■ **Given exercise**
Can you retype only the lines from the one with "the church dome" through the final line of the material, exactly as given?
________________________________________
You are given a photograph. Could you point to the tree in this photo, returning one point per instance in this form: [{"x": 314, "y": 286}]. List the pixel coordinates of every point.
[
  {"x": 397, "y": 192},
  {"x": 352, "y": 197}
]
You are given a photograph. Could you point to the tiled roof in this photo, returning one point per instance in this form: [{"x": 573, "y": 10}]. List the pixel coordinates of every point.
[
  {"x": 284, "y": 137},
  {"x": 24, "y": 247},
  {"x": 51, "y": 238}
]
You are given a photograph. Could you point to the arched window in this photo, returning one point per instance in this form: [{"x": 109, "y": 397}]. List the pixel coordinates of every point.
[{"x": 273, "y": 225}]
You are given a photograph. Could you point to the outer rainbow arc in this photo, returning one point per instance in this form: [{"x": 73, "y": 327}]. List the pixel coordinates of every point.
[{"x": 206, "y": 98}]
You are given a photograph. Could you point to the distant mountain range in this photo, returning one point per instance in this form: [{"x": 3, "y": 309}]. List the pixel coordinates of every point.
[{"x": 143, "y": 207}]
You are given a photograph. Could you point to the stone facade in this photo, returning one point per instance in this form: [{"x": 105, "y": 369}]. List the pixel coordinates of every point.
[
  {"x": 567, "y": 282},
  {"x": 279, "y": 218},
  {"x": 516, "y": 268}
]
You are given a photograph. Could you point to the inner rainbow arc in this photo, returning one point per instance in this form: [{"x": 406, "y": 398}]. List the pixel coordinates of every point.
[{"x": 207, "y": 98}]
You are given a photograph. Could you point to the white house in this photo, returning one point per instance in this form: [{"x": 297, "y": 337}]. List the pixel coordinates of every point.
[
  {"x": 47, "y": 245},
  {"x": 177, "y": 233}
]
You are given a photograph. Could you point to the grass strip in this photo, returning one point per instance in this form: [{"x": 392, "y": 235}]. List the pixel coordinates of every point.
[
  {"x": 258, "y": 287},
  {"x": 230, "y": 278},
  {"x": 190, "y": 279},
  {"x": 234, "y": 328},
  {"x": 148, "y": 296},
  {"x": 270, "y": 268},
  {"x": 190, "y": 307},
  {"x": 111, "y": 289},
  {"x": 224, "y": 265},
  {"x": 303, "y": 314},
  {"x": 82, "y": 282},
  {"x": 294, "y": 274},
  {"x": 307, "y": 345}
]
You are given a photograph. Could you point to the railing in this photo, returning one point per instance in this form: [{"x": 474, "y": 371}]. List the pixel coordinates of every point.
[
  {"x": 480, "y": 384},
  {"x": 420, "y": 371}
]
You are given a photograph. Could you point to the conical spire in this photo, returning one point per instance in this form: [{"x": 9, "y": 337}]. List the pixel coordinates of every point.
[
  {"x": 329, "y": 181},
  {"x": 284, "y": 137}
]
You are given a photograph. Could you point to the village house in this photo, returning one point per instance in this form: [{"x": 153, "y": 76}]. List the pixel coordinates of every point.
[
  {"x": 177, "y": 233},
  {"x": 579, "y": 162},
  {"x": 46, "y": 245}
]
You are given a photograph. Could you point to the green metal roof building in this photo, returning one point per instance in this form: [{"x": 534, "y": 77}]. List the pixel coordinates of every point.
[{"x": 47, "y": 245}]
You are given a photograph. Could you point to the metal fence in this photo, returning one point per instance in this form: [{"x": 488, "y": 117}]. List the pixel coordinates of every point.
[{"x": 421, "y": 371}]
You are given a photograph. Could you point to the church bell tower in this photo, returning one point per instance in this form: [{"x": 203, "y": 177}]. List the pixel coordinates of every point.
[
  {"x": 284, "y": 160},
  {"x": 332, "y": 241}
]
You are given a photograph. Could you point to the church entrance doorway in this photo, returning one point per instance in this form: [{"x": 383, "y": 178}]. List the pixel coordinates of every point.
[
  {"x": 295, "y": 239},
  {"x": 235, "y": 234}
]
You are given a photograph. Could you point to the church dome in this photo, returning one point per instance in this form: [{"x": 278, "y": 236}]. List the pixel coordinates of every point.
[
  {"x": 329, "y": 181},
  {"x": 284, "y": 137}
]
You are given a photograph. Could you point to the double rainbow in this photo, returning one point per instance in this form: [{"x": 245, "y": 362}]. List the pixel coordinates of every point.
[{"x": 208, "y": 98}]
________________________________________
■ **Response**
You are given a photograph. Could you point to the church dome in this photo, returning one point per instance in this form: [{"x": 278, "y": 236}]. List the pixel coordinates of every point.
[
  {"x": 329, "y": 181},
  {"x": 284, "y": 137}
]
You are given a photograph. Could you point to the double rainbow in this photo, returning one point per instance in this form: [{"x": 245, "y": 362}]. List the pixel coordinates of every point.
[{"x": 208, "y": 98}]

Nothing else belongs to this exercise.